Items from a dataset
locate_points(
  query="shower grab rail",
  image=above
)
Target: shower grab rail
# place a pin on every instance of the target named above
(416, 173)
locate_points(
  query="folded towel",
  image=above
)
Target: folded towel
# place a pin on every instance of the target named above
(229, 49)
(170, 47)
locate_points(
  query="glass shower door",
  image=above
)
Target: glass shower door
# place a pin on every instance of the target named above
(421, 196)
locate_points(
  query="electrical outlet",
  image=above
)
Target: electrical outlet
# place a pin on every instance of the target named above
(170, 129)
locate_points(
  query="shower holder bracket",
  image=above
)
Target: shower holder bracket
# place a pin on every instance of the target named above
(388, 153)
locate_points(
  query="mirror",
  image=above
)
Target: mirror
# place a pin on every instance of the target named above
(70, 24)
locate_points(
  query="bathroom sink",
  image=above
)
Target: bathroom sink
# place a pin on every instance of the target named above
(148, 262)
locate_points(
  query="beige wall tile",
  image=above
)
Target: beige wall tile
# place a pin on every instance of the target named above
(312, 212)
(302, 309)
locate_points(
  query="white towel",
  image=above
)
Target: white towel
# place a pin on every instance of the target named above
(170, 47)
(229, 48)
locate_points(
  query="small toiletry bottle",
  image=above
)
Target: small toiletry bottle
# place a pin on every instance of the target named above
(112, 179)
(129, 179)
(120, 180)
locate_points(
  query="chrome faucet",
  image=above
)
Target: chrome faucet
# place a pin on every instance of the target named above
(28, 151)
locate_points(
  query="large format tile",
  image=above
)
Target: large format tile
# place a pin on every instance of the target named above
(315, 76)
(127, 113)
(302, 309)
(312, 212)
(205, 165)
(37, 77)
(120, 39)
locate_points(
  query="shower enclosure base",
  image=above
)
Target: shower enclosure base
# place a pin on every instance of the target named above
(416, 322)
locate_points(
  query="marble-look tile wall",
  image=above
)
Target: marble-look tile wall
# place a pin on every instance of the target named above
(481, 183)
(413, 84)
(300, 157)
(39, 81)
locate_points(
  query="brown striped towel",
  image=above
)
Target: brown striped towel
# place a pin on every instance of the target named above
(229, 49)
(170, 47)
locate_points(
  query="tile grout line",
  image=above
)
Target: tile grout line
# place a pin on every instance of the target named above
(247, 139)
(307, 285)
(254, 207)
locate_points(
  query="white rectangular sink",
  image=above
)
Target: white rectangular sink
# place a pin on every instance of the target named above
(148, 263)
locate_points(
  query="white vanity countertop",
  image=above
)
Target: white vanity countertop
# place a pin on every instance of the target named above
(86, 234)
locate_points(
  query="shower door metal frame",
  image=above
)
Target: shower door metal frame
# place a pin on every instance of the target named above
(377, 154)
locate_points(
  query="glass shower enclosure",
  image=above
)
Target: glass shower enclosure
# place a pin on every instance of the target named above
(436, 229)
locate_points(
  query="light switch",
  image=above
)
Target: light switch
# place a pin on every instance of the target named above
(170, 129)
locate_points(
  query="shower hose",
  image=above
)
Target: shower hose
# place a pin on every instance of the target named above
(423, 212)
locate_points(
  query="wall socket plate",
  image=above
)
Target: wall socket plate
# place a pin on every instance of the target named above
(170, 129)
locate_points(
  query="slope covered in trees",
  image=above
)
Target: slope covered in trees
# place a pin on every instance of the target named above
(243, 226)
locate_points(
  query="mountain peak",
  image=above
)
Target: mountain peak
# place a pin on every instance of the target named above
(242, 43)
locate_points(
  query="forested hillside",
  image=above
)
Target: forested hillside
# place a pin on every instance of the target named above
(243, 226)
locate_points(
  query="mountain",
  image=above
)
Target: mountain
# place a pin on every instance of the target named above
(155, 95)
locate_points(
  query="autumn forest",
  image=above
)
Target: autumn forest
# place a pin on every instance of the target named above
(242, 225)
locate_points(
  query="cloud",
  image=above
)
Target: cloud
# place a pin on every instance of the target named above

ABOUT THIS TASK: Retype each record exactly, leaving nothing out.

PROBLEM SOLUTION:
locate_points(
  query="shower grab rail",
  image=above
)
Target: shower grab rail
# place a pin on every instance of the target named above
(416, 173)
locate_points(
  query="folded towel",
  image=above
)
Target: folded towel
# place a pin on every instance of the target named above
(229, 49)
(170, 47)
locate_points(
  query="glass shower door",
  image=above
)
Target: glass shower door
# place a pin on every instance of the target named above
(421, 196)
locate_points(
  query="electrical outlet",
  image=above
)
Target: electrical outlet
# place a pin on every instance of the target named above
(170, 129)
locate_points(
  query="shower holder bracket",
  image=above
)
Target: shower holder bracket
# place a pin on every instance of the target named above
(388, 153)
locate_points(
  query="mirror",
  image=above
)
Target: mirror
# place a pin on every instance of the target named above
(70, 24)
locate_points(
  query="bathroom sink",
  image=above
)
Target: bathroom sink
# place a pin on every instance of the target named above
(148, 262)
locate_points(
  query="beige wall tile",
  image=above
)
Target: beige wall tile
# place a pin on every instance of the target named above
(312, 212)
(302, 309)
locate_points(
  query="white towel",
  image=above
)
Target: white towel
# place a pin on every instance of the target named above
(170, 47)
(229, 48)
locate_points(
  query="small toiletry bottle",
  image=above
)
Target: small toiletry bottle
# place a pin on every instance of the target named above
(112, 179)
(129, 179)
(120, 180)
locate_points(
  query="chrome faucet",
  image=above
)
Target: chrome faucet
# place a pin on every instance of the target named above
(28, 151)
locate_points(
  query="large format tile",
  image=above
)
Target: large format tile
# place a pin on every instance of the target named above
(315, 76)
(127, 113)
(302, 309)
(312, 212)
(205, 165)
(37, 77)
(120, 39)
locate_points(
  query="shower enclosure base",
  image=above
)
Target: shower enclosure base
# place a pin on every instance of the target named above
(416, 322)
locate_points(
  query="marble-look tile wall",
  image=above
)
Target: marble-look tile wall
# place a pin on every instance of the target named above
(481, 183)
(413, 84)
(300, 157)
(39, 81)
locate_points(
  query="brown striped towel",
  image=above
)
Target: brown striped towel
# place a pin on every instance of the target named above
(229, 49)
(170, 47)
locate_points(
  query="tile grout line",
  image=above
)
Target: tile grout line
# place a pin on every instance of the target named above
(247, 139)
(307, 285)
(254, 207)
locate_points(
  query="white rectangular sink",
  image=above
)
Target: white rectangular sink
# place a pin on every instance of the target named above
(148, 263)
locate_points(
  query="white vanity countertop",
  image=above
)
Target: white vanity countertop
# place a pin on every instance of the target named above
(86, 234)
locate_points(
  query="shower door metal frame",
  image=above
)
Target: shower door metal frame
# place a pin on every instance of the target named above
(377, 154)
locate_points(
  query="glass shower enclosure",
  image=above
)
Target: glass shower enclosure
# place a pin on every instance of the target named above
(436, 229)
locate_points(
  query="light switch",
  image=above
)
Target: light switch
# place a pin on every instance of the target named above
(170, 129)
locate_points(
  query="shower hose",
  image=above
)
Target: shower hose
# place a pin on every instance of the target named above
(423, 212)
locate_points(
  query="wall socket plate",
  image=above
)
Target: wall socket plate
# place a pin on every instance of the target named above
(170, 129)
locate_points(
  query="slope covered in trees",
  image=above
)
Target: slope covered in trees
# place a pin on every instance of the target named above
(243, 226)
locate_points(
  query="mountain peak",
  image=above
)
Target: mountain peak
# place a pin on every instance of the target named above
(242, 43)
locate_points(
  query="forested hillside",
  image=above
)
Target: forested hillside
# place a pin on every instance of the target named above
(243, 226)
locate_points(
  query="mountain",
  image=above
)
Target: mountain
# place a pin on every instance of the target named above
(155, 95)
locate_points(
  query="autumn forest",
  image=above
)
Target: autumn forest
# place a pin on every instance of the target named above
(242, 225)
locate_points(
  query="cloud",
  image=above
)
Target: cloud
# place a pin on every instance of the target named above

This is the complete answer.